À faire.
Rédigez la suite de l'entretien sur le parcours professionnel à Bruxelles, en reprenant juste après sa dernière phrase.

Texte extrait.
Je conseille aussi aux étudiants et diplômés de bien comprendre la nature de leur profil. Soyons clairs : un diplômé de Sciences Po est un généraliste. Il n’est pas un spécialiste, quand bien même il aurait rédigé un mémoire approfondi sur un sujet très spécifique. Les spécialistes suivent d’autres formations et ont d’autres compétences. La valeur d’un diplômé de Sciences Po réside dans sa capacité à comprendre les problèmes, à avoir une vue d’ensemble, à définir des stratégies, à synthétiser les enjeux et à communiquer clairement. Il est l’huile dans les rouages d’une organisation. En fait, être généraliste est sa spécialité. Je crois qu’il est important de comprendre cela dès le départ afin d’éviter de faire fausse route.
C’est sur cette base que j’ai commencé ma recherche de stage à Bruxelles en 2009. J’ai consulté le Registre de Transparence de l’Union européenne – dans lequel sont inscrits les centaines d’organisations qui gravitent autour des institutions européennes – et ai envoyé des candidatures spontanées à celles qui m’intéressaient. À l’époque je souhaitais être lobbyiste pour un secteur industriel technologique. Mes nombreuses candidatures m’ont permis d’obtenir plusieurs offres de stage et j’ai choisi au feeling celle qui me permettait d’apprendre le plus de choses : l’association européenne des producteurs de machines et matériaux utilisés pour la fabrication de puces électroniques. J’ai écarté des organisations plus prestigieuses qui offraient un nom reconnu pour mon CV mais pas un travail intéressant.
Tu es ensuite entré dans les institutions européennes. Comment as-tu fait ? As-tu réussi un concours ?
Après cinq mois de stage passionnant, j’ai voulu diversifier mon profil avec une expérience dans les institutions européennes. Coup de chance : les élections européennes de 2009 venaient d’avoir lieu et des dizaines de nouveaux députés arrivaient à Bruxelles sans assistant. J’ai donc envoyé ma candidature spontanée à un grand nombre d’entre eux. Plusieurs m’ont répondu et j’ai décidé de m’engager aux côtés d’un député breton actif sur les questions maritimes. J’ai travaillé avec lui durant les 8 années suivantes.

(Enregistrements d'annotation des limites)
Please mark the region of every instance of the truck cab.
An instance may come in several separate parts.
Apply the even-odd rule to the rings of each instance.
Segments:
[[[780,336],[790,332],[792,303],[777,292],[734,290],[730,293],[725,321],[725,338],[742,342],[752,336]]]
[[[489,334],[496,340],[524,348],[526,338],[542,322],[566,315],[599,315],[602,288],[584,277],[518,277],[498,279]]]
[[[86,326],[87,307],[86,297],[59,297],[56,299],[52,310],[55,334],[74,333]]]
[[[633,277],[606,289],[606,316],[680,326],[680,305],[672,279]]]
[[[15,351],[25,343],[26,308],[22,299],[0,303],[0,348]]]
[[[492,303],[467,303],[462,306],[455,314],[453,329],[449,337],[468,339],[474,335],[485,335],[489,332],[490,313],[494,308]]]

Réponse à l'exercice.
Tous les métiers des institutions européennes ne nécessitent pas de réussir un concours. Au Parlement européen, les députés choisissent librement leurs assistants. Les institutions proposent également de nombreux contrats allant généralement jusqu’à une durée de 6 ans.
En quoi consiste le travail d’assistant d’un député européen ?
Mon travail d’assistant parlementaire consistait à conseiller le député sur des stratégies politiques, à l’informer sur les sujets législatifs, à rédiger ses discours, à assurer sa communication et à mettre en place les conditions de son influence au Parlement. Mon rôle était de lui permettre d’exercer son mandat dans les meilleures conditions possibles et de l’assister dans des décisions difficiles en lui donnant la meilleure compréhension possible des enjeux. C’était un bon mélange entre négociation politique, dossiers techniques et communication.
Cette expérience m’a donné la possibilité de construire un réseau, d’établir ma réputation professionnelle et d’être au cœur de la machine politique et législative européenne. J’ai pu travailler sur des sujets importants en matière de politique maritime. Par exemple, durant son premier mandat, le député a négocié le fonds maritime européen pour 2014-2020 (6 milliards d’euros), puis est devenu président de la commission parlementaire de la pêche dans son second mandat.
Après 8 ans au Parlement européen, tu as rejoint la Commission européenne. En quoi consistait ce nouveau travail ?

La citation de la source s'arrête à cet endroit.